**Exercise aim**
Write the records out exactly as shown. No pictures.

**Stored data entries**
☆ ☆ ☆ ☆
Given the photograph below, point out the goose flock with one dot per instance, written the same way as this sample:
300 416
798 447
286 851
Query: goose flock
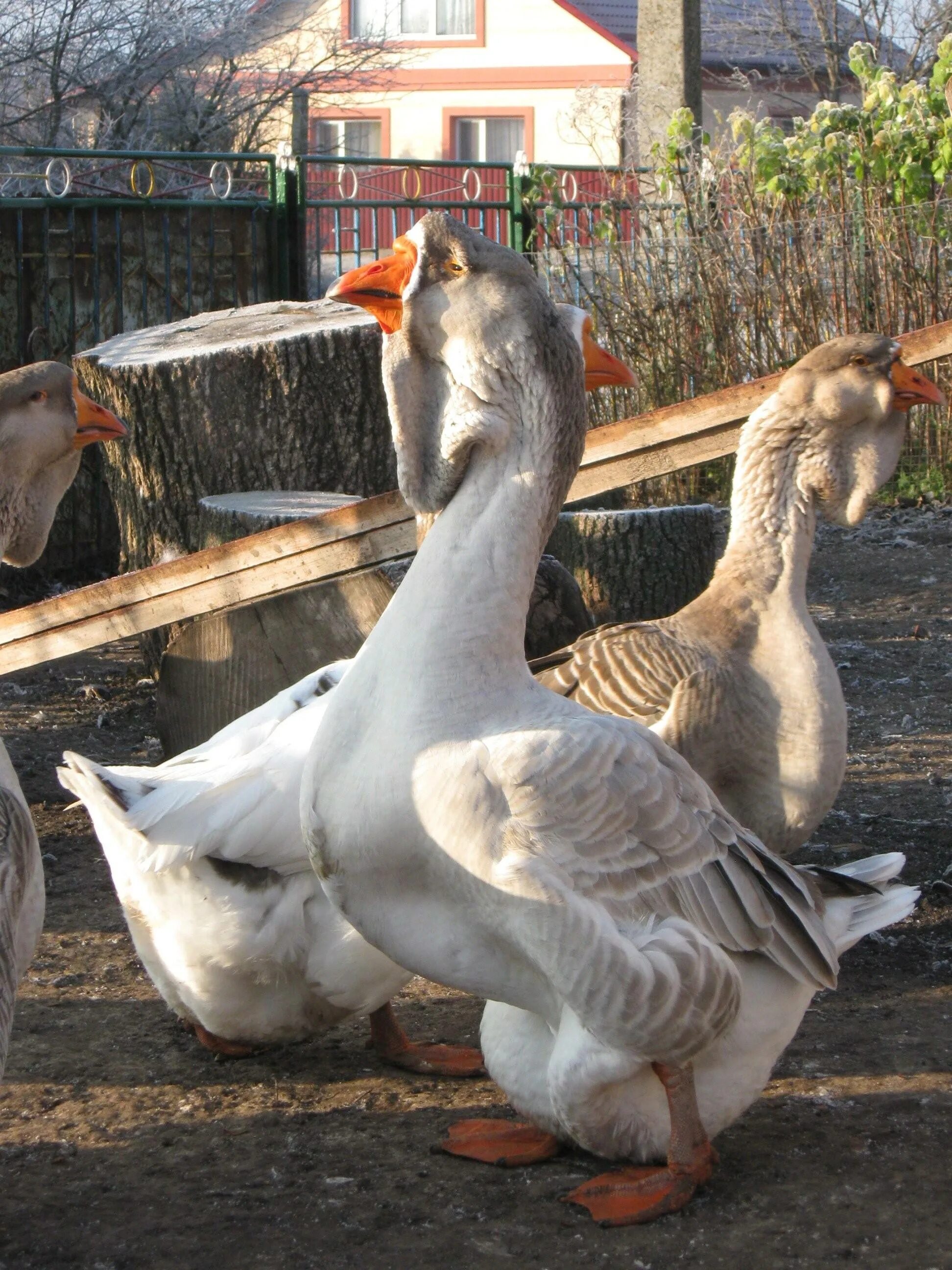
593 842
☆ ☆ ☆ ☆
**Response to the exercise**
Given the photograph below, point out the goose flock with one dot per instance, written the same way as this sample:
300 416
798 447
286 851
Query: goose flock
593 842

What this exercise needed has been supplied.